### Entries
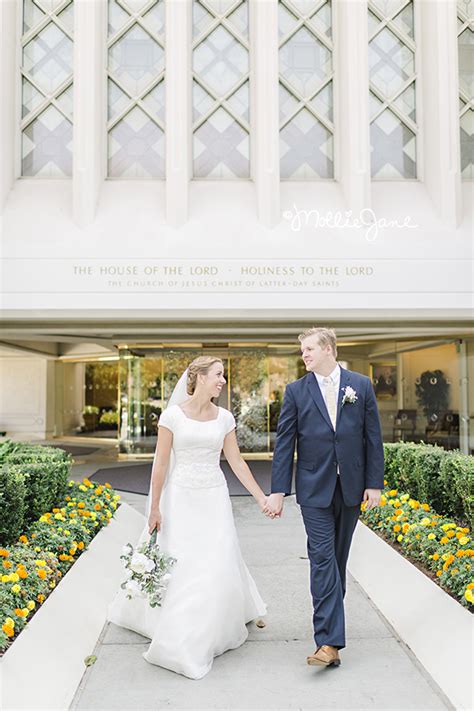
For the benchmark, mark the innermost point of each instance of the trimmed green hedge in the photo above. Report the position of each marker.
(444, 479)
(33, 479)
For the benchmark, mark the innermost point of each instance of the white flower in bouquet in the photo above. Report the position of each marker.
(141, 564)
(133, 587)
(350, 395)
(146, 571)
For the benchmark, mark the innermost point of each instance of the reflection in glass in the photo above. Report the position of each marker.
(392, 90)
(47, 59)
(248, 399)
(306, 99)
(221, 97)
(466, 86)
(136, 90)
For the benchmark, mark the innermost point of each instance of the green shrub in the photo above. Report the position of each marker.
(443, 479)
(12, 504)
(109, 418)
(43, 473)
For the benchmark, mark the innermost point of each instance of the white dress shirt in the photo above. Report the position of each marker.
(336, 379)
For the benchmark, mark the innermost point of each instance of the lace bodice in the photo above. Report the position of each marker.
(197, 447)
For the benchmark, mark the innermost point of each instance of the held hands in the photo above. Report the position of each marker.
(371, 498)
(154, 521)
(272, 506)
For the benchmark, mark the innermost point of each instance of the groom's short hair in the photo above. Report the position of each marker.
(326, 337)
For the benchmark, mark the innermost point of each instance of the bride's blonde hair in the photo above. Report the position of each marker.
(199, 365)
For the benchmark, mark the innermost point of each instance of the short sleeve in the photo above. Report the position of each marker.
(167, 419)
(229, 422)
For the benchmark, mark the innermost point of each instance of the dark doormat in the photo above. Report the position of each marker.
(135, 478)
(72, 449)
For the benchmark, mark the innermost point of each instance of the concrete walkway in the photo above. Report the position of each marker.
(269, 671)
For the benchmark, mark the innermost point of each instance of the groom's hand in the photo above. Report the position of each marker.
(275, 505)
(371, 498)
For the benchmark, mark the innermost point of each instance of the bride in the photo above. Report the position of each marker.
(211, 594)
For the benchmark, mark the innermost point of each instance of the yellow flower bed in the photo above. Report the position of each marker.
(31, 569)
(440, 544)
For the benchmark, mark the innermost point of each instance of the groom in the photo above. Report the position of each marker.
(331, 414)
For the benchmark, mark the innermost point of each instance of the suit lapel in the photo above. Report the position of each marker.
(318, 398)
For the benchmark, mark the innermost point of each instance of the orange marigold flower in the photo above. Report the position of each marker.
(9, 631)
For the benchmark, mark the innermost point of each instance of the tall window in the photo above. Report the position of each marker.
(221, 103)
(393, 128)
(46, 106)
(136, 89)
(306, 90)
(466, 85)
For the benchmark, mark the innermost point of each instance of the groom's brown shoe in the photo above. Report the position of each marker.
(324, 656)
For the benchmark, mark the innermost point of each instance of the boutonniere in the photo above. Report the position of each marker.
(349, 396)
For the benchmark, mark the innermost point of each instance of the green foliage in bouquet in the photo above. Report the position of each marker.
(147, 571)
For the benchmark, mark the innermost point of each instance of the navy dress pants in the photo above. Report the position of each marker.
(329, 531)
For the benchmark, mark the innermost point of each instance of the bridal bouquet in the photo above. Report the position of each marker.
(147, 571)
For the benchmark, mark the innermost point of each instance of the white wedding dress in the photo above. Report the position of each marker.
(211, 594)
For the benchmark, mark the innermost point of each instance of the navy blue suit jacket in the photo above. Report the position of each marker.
(356, 444)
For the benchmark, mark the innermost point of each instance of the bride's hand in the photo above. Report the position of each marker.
(154, 521)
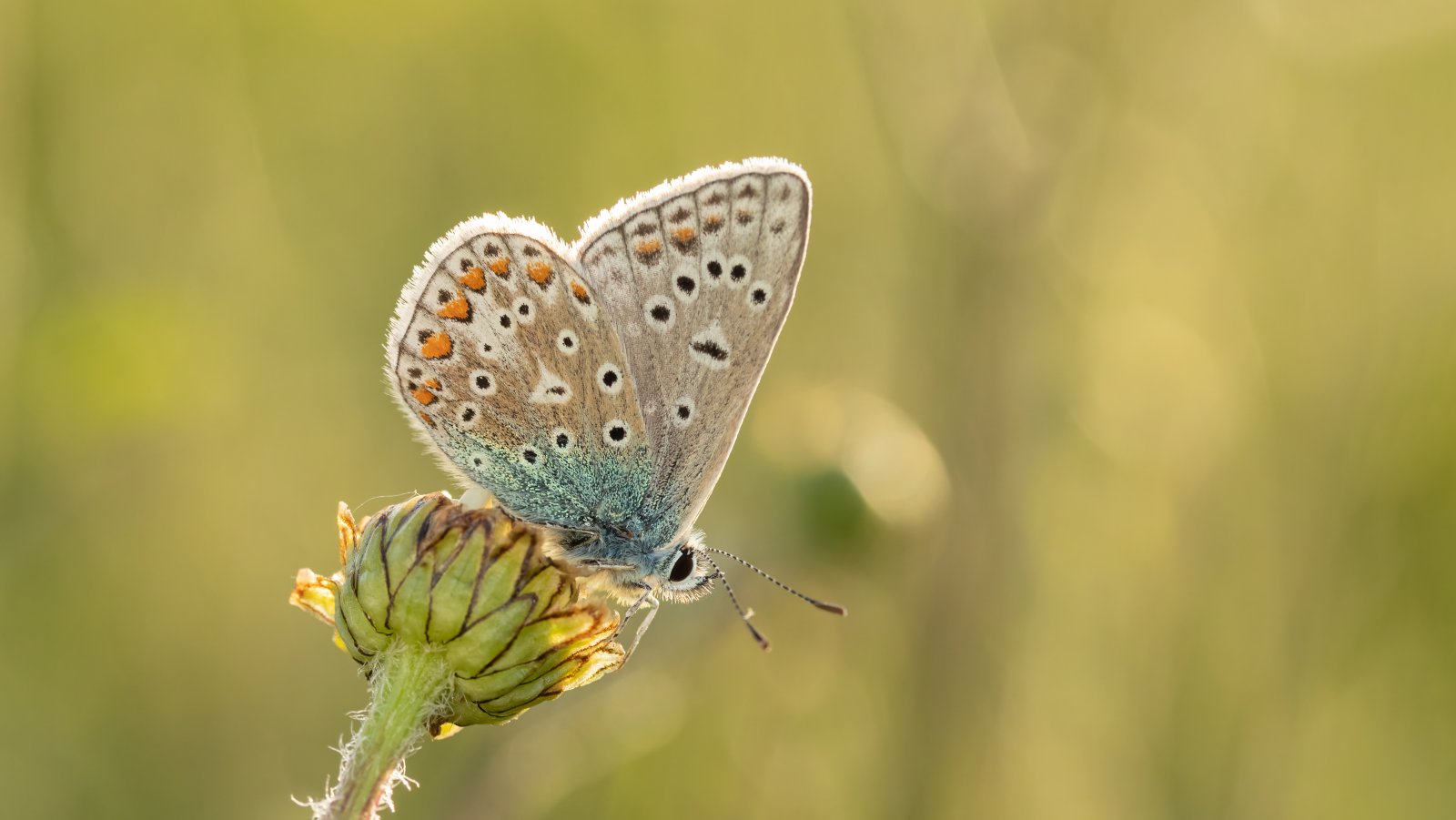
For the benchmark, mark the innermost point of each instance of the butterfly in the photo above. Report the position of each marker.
(597, 388)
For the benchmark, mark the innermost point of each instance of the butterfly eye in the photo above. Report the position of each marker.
(683, 567)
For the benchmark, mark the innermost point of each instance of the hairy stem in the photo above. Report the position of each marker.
(407, 686)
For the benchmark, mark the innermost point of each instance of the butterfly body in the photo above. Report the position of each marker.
(599, 388)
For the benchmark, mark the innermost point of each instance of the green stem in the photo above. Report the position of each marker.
(408, 683)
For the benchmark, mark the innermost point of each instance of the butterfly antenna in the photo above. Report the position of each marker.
(743, 613)
(823, 604)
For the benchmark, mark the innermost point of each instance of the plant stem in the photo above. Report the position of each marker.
(408, 683)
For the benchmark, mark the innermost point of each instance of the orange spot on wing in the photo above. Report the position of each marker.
(473, 278)
(436, 346)
(458, 308)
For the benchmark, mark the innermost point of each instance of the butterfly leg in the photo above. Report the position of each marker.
(648, 601)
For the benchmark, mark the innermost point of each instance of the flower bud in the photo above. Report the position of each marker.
(473, 584)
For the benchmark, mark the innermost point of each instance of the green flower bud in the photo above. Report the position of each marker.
(475, 586)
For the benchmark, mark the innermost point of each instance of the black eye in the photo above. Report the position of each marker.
(682, 568)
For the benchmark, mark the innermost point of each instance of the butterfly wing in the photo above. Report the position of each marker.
(502, 357)
(698, 274)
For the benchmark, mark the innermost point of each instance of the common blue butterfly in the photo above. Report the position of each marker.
(597, 388)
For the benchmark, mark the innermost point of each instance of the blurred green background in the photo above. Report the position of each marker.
(1117, 404)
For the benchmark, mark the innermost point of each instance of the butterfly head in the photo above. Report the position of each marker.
(683, 572)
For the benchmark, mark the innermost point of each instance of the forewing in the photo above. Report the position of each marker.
(698, 276)
(504, 360)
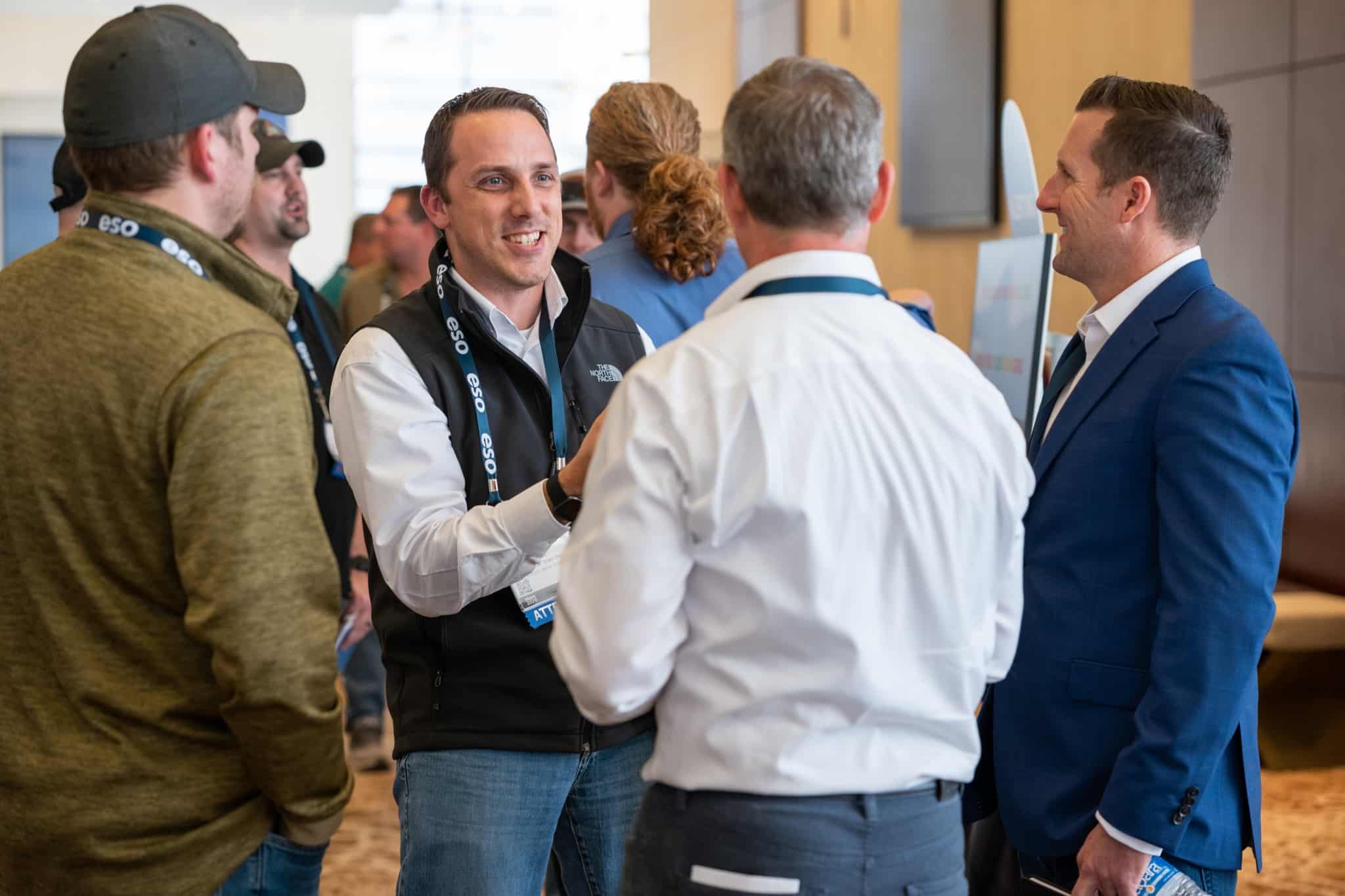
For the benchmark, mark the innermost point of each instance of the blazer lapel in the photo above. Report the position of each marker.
(1122, 349)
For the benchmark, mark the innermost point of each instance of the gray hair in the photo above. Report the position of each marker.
(805, 139)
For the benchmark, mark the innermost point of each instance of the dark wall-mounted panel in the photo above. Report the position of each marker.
(950, 96)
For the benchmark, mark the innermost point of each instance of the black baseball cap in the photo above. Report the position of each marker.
(68, 178)
(276, 147)
(163, 70)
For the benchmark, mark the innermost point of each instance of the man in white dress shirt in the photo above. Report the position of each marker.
(456, 410)
(802, 542)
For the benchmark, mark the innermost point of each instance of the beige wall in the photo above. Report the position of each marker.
(692, 47)
(1052, 49)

### Work to do
Repeat each record exactly, with the pictures left out.

### Final result
For the benchmark, mark the innermost point of each instance of the trimmed green hedge in the photo above. Report the position of each marker.
(444, 479)
(33, 479)
For the benchmark, mark the innermost point of each instance of the white flower in bouquet in the photo above. Report the position of each marker.
(141, 564)
(133, 587)
(350, 395)
(146, 571)
For the benchmark, mark the innermost point of each instance of the reflection in glass in the photo above. Report the position of each marker.
(392, 90)
(47, 59)
(248, 399)
(306, 99)
(221, 97)
(466, 86)
(136, 90)
For the benchmark, mark the innermost point of each instance of the green shrub in the photo above. Report the position of each marker.
(443, 479)
(12, 504)
(109, 418)
(43, 473)
For the benchmark, mark the innermost point of each instance of the white dress shirt in the photo above. Report the position of each marker.
(336, 379)
For the benchmark, mark the innermost point of each instance of the lace bodice in the photo above. Report the position of each marker.
(197, 447)
For the benchmark, mark the innermost point of each instance of the held hands in the photo above. Report the position of each marker.
(371, 498)
(154, 521)
(272, 506)
For the benchmark, mark the innermost point of each instance of the groom's short hair in the photo above. Report the position of each marker.
(326, 337)
For the benchmark, mark the innermost point of each instance of the bride's blonde hair in the photo above. Report the position of each marker.
(199, 365)
For the benchmark, mark the innermost point of each instance of the short sleeve in the photo above. Report the position of each marker.
(167, 419)
(229, 422)
For the benchmark, mark the innermost point of each instance of the dark doormat in the photo above. Report the position of each marker.
(135, 478)
(72, 449)
For the benchmark, mark the innermost point of each instance of the concrete walkway in the photo above. Report the position of each marker.
(269, 671)
For the benchmark, mark the innermost point of each instance of the groom's hand in the photo above. Report the position of each marker.
(275, 505)
(371, 498)
For the benchmark, mark the innermost point of each instance of the bride in the photo above. Report the position of each marker.
(211, 594)
For the benchmark, mark the innermost point of each instance of the yellow flower bed in the photo above. Report the position of each marker.
(31, 569)
(440, 544)
For the benchmark, mark the innermost point of each instance of the groom in the photo above. Report the position of each marker.
(331, 414)
For the benchmark, mark the innermost point of each instance of the suit lapel in the photo above. Report the position of each marker.
(318, 398)
For the benchmark, mark the innermost point of each instance of the orange marigold flower in the photo above. Report the position of each marker.
(9, 631)
For the benchmark, mark the innermost point of each instance of the tall window in the photo above. Report the position of each marker.
(221, 103)
(393, 128)
(46, 106)
(136, 89)
(306, 90)
(466, 85)
For the benchmark, mark the innermost point of each instance of the groom's brown shoe in the photo above. Report the position of each marker.
(324, 656)
For the benchmark, mark the innermost point of each instance of the boutonniere in the photo above. Report the position of each marker.
(349, 396)
For the benchmark, mark the innermost point of each instance of the green foliage in bouquet in the photo above. Report the position of each marker.
(147, 571)
For the benchmark, mark the innermost point of each instance of the navy dress pants in the photo above. Report the position of each marker.
(329, 531)
For the benchmark, mark the innermost point of each instance of the bridal bouquet in the photo above. Report the position of each marker.
(147, 571)
For the benchmark, mark the innermost point of each instance of the white wedding dress in the photo above. Report the position of each marker.
(211, 594)
For the benchmark, mark the innermost point of each instance of the navy blue suit jacket in the photo above. Report the position of each marker.
(356, 444)
For the benchmark, mark the innermost point of each instance of the bride's hand in the photo above. Report the position of each marker.
(154, 521)
For the benchmark, mark the innermost point of each instance of the butterfly in the photo above. Report the position of each marker.
(597, 388)
For the benchmark, mark the innermost point of each instance of the butterfly eye in the photo above. Report the position of each marker.
(683, 567)
For the benchmark, mark the innermost point of each instance of the hairy stem in the photo above. Report the position of each marker.
(407, 686)
For the benchmark, mark the innermost point of each instance of the butterfly body in the photo above. Report the position of each marker.
(599, 388)
For the benchmark, mark the innermost point of each instance of the green stem in the photo above. Report the position of each marker.
(408, 683)
For the benchmark, mark the innermost point of each instance of the butterfly antenna in the photo above. Report the position of each marker.
(743, 613)
(823, 604)
For the benchmark, mark the innermost point of each instance of the plant stem in the photo above. Report the position of each marker.
(408, 683)
For the benchmark, mark the innermost point of each instance of the orange spot on wing in the photo above. Report the position of each marker.
(473, 278)
(436, 346)
(458, 308)
For the benchmark, mark the innermost point of each instance of the butterfly leg in the photo above. Report the position of each marker.
(648, 601)
For the benchmark, mark the innermost point of each instance of the flower bud in the photo above. Report the position of each marker.
(473, 584)
For the benchmark, mark the innermost point of each instance of the green flower bud in the photo above. Report the position of each marker.
(475, 586)
For the benchmark, mark the innermost point of each instance of the black eye in the photo above. Report the position of each marker.
(682, 568)
For the benchmark, mark the innermost point of each instance of the butterfly wing in the photo above. Report the position of each marker.
(502, 357)
(698, 274)
For the benchmark, mark the innermost point of each instance of the common blue butterfly in the photo above. Report the position of each marker.
(597, 388)
For the benchmark, mark the innermost point of each instance of the blurred green background in the photo above. Report the position of each marker.
(1117, 404)
For the benchmark, mark the innermost point of each instance of the butterfly head in the photo above. Report the position of each marker.
(683, 572)
For the benchmark, mark the innermost point of each instance of the forewing in the photo above. Report the position of each marker.
(698, 276)
(504, 360)
For the benchmark, mark the innermost point of each instance of the blazer lapel in the photo above. Report the position of each marker.
(1122, 349)
For the benchmark, mark the innermost point of each instance of the gray hair in the photo above. Report the position of each marker.
(805, 139)
For the benchmark, mark the innermost point of each instance of the dark wall-mounted panel in the photo above. Report the position of each marker.
(950, 96)
For the benchmark, mark the innermost point of each instance of the black baseball cap in the photo above. Report the position of each marker.
(68, 178)
(276, 147)
(163, 70)
For the benchmark, mark the innermost point of each instance of the man in white dress shirt in the photo above. Report the position of each marker.
(456, 410)
(802, 542)
For the benchmark, mark the innermost point of each instance of the beige wall in the photo above. Report the position of each marker.
(692, 47)
(1052, 49)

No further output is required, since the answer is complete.